**Directions for this task:**
Locate each line in the rows below that contains the string "handle", matching case exactly, and copy every such line.

**Records shown:**

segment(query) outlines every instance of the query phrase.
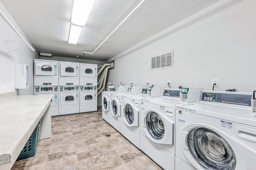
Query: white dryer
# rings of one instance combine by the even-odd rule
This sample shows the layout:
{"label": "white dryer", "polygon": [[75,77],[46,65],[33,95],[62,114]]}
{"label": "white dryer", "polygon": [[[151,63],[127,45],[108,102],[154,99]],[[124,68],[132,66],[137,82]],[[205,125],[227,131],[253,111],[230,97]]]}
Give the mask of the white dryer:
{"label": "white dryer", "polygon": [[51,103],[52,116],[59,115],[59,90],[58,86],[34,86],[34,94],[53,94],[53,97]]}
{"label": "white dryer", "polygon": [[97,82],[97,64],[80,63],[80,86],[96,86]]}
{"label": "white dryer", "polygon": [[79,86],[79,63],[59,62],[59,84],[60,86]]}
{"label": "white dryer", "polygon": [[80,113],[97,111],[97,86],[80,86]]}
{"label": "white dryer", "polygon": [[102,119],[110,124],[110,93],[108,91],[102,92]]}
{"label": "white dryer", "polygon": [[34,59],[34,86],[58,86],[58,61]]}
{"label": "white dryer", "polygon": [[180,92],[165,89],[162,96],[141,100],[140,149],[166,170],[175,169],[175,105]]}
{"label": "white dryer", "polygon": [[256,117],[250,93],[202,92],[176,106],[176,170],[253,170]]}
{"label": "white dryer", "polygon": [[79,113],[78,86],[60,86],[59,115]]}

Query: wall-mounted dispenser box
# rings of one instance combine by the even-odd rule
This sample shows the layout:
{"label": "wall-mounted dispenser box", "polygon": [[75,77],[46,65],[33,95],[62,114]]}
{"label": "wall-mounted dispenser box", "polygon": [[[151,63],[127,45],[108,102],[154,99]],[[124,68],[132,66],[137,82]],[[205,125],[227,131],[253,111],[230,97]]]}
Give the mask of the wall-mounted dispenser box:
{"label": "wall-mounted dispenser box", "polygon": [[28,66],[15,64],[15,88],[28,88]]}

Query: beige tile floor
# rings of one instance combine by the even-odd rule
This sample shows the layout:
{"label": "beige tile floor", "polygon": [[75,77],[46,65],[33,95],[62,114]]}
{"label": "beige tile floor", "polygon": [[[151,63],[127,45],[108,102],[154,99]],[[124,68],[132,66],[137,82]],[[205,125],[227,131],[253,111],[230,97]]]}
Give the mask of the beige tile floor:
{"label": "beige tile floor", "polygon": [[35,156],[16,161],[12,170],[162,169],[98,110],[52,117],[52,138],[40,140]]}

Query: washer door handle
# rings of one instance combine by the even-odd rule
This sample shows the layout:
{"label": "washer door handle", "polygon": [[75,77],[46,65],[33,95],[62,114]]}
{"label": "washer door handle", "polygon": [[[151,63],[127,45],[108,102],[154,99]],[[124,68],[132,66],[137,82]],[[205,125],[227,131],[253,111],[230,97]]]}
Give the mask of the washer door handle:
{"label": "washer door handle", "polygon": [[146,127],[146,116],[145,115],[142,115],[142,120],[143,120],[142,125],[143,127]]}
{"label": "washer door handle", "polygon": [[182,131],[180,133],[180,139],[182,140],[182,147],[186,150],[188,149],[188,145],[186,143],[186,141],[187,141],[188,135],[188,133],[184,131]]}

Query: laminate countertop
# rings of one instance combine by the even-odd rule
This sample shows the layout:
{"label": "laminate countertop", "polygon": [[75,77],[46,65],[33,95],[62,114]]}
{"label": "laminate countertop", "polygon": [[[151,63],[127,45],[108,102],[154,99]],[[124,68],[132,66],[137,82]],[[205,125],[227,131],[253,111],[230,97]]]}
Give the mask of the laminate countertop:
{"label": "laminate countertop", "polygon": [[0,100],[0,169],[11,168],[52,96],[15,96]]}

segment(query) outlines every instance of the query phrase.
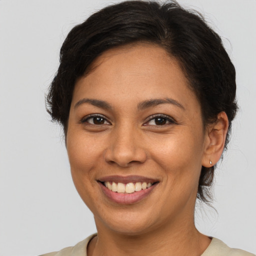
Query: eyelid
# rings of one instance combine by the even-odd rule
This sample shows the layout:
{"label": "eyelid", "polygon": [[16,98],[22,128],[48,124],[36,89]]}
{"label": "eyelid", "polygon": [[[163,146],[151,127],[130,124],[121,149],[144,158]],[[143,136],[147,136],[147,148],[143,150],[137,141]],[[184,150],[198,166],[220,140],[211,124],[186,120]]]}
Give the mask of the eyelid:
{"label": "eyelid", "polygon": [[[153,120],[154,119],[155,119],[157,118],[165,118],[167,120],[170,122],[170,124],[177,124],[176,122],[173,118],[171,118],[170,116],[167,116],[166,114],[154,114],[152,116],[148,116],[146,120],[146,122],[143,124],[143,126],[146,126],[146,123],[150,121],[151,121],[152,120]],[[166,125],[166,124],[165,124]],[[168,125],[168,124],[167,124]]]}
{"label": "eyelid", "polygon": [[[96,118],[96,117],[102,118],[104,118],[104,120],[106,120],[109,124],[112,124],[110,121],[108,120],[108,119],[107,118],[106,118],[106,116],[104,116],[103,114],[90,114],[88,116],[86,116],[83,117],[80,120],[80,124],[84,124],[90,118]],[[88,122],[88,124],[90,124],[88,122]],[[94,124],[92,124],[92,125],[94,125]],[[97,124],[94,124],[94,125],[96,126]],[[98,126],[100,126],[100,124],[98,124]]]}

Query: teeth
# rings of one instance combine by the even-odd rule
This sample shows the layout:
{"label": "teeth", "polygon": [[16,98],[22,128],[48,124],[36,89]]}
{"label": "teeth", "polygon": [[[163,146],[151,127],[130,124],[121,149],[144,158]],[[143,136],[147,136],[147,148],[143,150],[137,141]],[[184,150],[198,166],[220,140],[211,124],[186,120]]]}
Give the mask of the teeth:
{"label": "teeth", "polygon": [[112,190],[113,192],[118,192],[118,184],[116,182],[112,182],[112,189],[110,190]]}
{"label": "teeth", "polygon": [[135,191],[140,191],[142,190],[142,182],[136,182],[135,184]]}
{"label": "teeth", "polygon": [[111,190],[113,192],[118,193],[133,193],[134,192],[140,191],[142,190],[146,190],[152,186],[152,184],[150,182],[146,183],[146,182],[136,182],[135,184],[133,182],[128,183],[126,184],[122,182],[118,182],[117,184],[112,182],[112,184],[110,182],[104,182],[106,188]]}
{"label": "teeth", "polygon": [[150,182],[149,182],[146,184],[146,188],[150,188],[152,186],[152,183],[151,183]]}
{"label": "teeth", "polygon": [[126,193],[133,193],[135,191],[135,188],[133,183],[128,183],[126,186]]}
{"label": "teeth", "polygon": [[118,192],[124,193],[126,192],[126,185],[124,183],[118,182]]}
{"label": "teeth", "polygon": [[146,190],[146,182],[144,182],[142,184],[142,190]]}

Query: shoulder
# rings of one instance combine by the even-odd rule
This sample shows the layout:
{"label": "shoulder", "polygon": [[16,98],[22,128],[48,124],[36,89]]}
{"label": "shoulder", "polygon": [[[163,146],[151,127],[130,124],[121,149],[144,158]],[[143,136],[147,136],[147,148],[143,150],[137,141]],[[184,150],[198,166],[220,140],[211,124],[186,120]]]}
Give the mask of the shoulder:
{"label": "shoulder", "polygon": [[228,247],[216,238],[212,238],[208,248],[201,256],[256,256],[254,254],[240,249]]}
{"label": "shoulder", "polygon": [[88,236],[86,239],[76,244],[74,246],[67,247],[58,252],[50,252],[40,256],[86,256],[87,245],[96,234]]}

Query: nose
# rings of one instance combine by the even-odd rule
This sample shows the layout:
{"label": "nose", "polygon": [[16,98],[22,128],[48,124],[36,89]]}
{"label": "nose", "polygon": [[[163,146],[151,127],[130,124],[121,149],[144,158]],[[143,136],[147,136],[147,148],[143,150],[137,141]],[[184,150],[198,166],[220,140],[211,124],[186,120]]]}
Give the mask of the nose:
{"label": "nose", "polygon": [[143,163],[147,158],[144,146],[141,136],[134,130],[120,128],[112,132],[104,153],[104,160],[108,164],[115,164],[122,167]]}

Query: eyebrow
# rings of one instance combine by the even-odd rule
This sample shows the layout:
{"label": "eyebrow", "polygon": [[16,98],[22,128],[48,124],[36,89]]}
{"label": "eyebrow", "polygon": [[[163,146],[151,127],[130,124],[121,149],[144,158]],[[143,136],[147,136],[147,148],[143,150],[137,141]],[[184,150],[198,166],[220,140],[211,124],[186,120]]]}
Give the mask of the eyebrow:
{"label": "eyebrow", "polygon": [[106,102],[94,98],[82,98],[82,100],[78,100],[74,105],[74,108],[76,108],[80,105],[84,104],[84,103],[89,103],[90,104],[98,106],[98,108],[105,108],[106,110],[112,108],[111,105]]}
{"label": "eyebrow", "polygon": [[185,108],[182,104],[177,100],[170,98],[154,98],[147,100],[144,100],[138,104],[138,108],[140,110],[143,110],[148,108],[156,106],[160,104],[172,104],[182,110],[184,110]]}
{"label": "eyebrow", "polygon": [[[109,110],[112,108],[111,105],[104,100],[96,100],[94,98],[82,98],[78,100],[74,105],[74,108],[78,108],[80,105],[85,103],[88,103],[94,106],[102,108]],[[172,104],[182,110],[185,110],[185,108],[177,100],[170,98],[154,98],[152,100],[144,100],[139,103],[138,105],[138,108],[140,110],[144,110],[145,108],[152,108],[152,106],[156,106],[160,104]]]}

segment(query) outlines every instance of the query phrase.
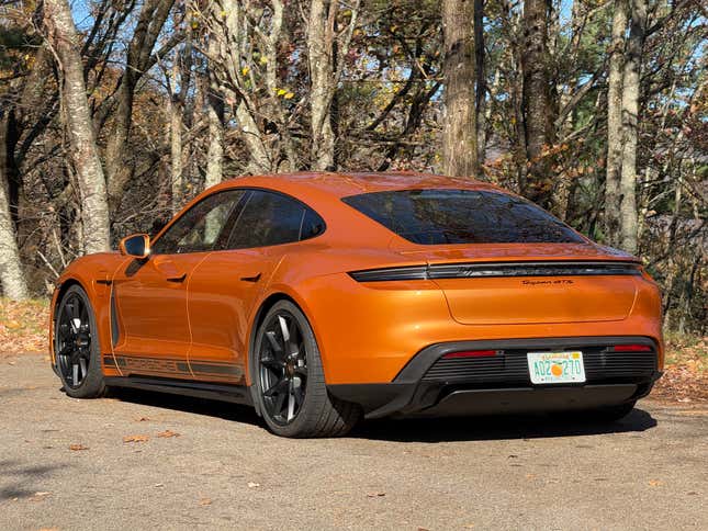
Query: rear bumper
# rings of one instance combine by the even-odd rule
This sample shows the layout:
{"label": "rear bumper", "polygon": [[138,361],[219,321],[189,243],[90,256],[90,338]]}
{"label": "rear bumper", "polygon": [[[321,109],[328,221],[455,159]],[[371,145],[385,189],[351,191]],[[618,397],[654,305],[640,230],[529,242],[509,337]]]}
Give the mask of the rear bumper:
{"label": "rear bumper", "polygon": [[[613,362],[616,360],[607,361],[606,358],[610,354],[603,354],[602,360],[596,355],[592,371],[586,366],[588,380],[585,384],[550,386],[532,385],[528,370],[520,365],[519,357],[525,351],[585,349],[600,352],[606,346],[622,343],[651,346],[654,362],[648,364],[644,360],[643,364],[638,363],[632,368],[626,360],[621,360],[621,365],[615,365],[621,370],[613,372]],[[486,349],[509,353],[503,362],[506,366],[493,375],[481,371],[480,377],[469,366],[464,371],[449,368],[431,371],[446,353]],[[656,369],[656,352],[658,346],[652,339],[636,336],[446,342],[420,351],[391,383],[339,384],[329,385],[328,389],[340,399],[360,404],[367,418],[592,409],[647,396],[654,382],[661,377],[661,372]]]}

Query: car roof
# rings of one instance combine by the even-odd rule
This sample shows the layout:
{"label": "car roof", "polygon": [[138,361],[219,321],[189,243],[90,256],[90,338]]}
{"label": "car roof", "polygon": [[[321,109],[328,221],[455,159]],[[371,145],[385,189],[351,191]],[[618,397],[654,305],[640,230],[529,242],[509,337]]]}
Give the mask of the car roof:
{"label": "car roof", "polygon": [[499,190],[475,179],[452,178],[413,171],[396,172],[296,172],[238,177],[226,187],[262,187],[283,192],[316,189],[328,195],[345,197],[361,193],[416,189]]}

**Answer to the task:**
Query: washer door handle
{"label": "washer door handle", "polygon": [[75,77],[46,65],[33,95],[62,114]]}
{"label": "washer door handle", "polygon": [[[151,63],[127,45],[108,102],[154,99]],[[124,68],[132,66],[137,82]],[[205,125],[227,131],[253,111],[230,97]]]}
Give the mask of the washer door handle:
{"label": "washer door handle", "polygon": [[146,127],[146,116],[145,115],[142,115],[142,120],[143,120],[142,125],[143,127]]}
{"label": "washer door handle", "polygon": [[182,131],[180,133],[180,139],[182,140],[182,147],[186,150],[188,149],[188,145],[186,143],[186,141],[187,141],[188,135],[188,133],[184,131]]}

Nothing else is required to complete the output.